PROMPT A >>
Reproduce the rows below word for word, beginning with the line that contains "As a warehouse robot's perception module, locate palm" and continuing through the last line of the rows, both ends included.
** START EXCERPT PROVIDED **
From Olympia, we drove up Highway 101 to a small town called Hoodsport, where we checked into a HomeAway vacation rental along Dabob Bay. The waterfront rentals in this area aren’t equipped with air conditioning, and on a calm day the heat settles on the water like a duvet in a sauna. We fled to the mountains in search of relief, and, fortunately for us, there was plenty of that to be found.

Among our favorite excursions: The Staircase Trail, in Olympic National Park, a meandering hike through old-growth Douglas fir forests along the North Fork of the Skokomish River. And the Mt. Ellinor Trail, a more strenuous hike that takes you up a steep, winding path, past incredible views of the Olympics and a snow field.

There’s also Lake Cushman, a reservoir on the north fork of the Skokomish River, which proved to be an ideal place to hang out. The water was too cold for the kids to swim in, but the air temperatures were significantly lower than Hoodsport. We’ll take it.
** END EXCERPT PROVIDED **
** START EXERCISE MATERIALS **
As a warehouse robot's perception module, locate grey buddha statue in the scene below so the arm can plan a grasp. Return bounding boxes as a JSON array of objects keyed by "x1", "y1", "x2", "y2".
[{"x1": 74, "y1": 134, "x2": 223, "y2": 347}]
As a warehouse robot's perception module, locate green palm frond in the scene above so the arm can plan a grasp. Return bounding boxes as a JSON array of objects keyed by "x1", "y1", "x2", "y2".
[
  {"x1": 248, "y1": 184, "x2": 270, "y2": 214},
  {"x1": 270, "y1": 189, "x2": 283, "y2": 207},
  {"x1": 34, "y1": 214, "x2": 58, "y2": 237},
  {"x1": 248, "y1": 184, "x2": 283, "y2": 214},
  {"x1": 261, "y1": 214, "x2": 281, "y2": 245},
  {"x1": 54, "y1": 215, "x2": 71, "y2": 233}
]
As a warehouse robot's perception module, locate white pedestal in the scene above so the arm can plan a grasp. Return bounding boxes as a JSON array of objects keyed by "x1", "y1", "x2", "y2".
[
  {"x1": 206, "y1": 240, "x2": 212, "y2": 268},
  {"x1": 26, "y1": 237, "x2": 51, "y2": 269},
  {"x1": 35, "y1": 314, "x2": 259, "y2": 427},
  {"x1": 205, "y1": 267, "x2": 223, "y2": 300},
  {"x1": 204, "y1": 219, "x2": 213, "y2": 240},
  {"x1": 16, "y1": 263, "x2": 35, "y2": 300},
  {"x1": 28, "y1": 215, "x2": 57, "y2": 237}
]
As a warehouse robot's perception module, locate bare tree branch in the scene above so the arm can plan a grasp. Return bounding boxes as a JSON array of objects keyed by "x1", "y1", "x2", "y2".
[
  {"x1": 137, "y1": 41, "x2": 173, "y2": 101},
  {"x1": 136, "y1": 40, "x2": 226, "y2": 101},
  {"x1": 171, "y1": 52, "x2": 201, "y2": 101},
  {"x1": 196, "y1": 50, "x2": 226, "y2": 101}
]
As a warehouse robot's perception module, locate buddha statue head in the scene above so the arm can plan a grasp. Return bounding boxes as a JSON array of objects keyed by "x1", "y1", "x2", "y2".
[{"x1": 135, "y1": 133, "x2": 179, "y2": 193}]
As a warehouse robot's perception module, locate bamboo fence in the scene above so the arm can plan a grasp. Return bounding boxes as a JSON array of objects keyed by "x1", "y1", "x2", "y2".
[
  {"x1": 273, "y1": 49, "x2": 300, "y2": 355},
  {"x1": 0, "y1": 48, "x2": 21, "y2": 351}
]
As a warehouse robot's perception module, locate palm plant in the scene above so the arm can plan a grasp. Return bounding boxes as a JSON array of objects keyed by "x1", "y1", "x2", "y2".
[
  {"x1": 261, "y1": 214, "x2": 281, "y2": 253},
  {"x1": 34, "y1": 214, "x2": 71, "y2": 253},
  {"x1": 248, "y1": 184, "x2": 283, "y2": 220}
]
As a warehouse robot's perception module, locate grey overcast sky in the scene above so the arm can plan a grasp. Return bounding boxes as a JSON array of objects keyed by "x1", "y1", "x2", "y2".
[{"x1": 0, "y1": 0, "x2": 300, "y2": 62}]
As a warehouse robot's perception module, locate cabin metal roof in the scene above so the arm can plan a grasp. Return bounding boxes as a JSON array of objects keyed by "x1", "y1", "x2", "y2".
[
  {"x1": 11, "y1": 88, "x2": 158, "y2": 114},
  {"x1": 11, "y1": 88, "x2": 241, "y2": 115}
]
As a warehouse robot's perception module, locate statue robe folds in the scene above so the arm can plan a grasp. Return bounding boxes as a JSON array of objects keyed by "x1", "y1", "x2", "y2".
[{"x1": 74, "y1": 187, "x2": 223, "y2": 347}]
** END EXERCISE MATERIALS **
PROMPT B >>
Based on the travel passage about Hoodsport, answer yes or no to each statement and quote the words that decide it: (i) Waterfront rentals in the Hoodsport area have air conditioning. (ii) The Mt. Ellinor Trail passes a snow field. (iii) The kids swam in Lake Cushman.

RESPONSE A >>
As a warehouse robot's perception module, locate palm plant in the scene above so the arm can plan a grasp. Return bounding boxes as a JSON array of objects keyed by "x1", "y1", "x2", "y2".
[
  {"x1": 261, "y1": 214, "x2": 281, "y2": 253},
  {"x1": 34, "y1": 214, "x2": 71, "y2": 253},
  {"x1": 248, "y1": 184, "x2": 283, "y2": 220}
]
As a warehouse robot's perception module, locate grey overcast sky in the scene above so the arm can plan a grasp. Return bounding boxes as a JSON array of objects keyed by "x1", "y1", "x2", "y2".
[{"x1": 0, "y1": 0, "x2": 300, "y2": 62}]
As a warehouse robot's perception module, locate cabin metal roof in the scene above so the arm can plan a grasp. Return bounding boxes as a JSON array of objects keyed by "x1", "y1", "x2", "y2".
[
  {"x1": 11, "y1": 88, "x2": 158, "y2": 114},
  {"x1": 11, "y1": 88, "x2": 241, "y2": 115}
]
As a warehouse robot's perception module, locate statue robe folds in the scene above so the arm can plan a grasp. Return bounding boxes as a JSON array of objects keyed by "x1", "y1", "x2", "y2".
[{"x1": 74, "y1": 187, "x2": 223, "y2": 347}]

RESPONSE B >>
(i) No: "The waterfront rentals in this area aren’t equipped with air conditioning"
(ii) Yes: "past incredible views of the Olympics and a snow field"
(iii) No: "The water was too cold for the kids to swim in"